**TASK OBJECTIVE:**
Copy out the entries word for word, starting with the line that contains "# locate red fabric" and continuing through the last line of the entries.

________

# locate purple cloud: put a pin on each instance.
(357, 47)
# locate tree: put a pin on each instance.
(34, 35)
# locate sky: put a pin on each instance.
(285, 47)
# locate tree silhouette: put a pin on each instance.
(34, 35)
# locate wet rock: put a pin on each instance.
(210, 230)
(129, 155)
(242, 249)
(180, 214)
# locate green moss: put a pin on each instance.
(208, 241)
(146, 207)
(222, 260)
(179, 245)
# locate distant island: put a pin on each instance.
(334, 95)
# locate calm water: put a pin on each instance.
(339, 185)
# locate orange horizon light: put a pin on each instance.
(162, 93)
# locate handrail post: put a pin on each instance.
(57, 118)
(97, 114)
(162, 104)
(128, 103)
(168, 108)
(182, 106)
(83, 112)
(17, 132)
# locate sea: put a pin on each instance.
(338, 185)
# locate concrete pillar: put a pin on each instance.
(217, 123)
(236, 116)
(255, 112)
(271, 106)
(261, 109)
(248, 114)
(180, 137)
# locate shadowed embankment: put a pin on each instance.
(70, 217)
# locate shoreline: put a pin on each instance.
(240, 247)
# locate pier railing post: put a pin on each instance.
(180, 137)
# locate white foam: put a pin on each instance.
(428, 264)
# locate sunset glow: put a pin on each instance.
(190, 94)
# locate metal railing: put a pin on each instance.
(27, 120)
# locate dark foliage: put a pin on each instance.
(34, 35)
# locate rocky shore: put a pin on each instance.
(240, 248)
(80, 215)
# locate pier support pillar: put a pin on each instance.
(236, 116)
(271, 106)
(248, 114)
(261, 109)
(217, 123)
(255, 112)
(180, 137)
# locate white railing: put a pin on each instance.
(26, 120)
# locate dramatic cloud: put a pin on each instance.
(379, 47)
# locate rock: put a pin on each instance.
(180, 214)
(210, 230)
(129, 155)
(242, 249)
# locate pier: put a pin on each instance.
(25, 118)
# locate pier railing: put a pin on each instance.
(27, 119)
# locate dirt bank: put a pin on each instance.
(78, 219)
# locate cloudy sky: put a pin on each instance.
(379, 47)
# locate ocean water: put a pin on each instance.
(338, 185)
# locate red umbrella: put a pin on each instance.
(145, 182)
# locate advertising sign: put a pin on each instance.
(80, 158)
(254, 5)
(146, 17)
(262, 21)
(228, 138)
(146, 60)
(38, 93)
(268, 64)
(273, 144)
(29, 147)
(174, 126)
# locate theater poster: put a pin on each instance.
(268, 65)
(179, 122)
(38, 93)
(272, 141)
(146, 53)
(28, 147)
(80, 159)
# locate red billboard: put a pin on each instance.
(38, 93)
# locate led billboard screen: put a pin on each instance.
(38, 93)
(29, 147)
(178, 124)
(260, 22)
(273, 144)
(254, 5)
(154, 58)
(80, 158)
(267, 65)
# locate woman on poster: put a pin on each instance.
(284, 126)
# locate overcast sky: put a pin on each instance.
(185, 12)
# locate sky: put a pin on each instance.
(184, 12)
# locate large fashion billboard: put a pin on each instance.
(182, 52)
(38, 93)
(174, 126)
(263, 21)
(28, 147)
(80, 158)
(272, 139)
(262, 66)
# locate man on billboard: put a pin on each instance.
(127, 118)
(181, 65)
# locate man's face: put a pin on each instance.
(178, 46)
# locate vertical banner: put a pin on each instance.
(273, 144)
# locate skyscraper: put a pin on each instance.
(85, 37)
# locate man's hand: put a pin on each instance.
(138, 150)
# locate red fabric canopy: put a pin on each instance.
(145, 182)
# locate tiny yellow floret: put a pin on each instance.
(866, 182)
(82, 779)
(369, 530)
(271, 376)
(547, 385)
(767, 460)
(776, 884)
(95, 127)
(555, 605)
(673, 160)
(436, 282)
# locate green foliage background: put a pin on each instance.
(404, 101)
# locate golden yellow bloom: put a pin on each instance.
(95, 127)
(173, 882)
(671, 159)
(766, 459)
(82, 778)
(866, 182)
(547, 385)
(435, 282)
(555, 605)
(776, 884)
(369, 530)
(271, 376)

________

**EXERCISE RESPONSE:**
# locate red fabric canopy: put a pin on each instance.
(145, 182)
# locate tiny yellow floret: put a pin on each instance.
(866, 182)
(82, 779)
(369, 530)
(271, 376)
(547, 385)
(767, 460)
(776, 884)
(95, 127)
(555, 605)
(673, 160)
(436, 282)
# locate green foliage background: put a pin on each instance.
(404, 101)
# locate golden yellow bloom: put a pin on each instance.
(95, 127)
(173, 882)
(671, 159)
(766, 459)
(82, 778)
(866, 182)
(547, 385)
(435, 282)
(555, 605)
(776, 884)
(369, 530)
(271, 376)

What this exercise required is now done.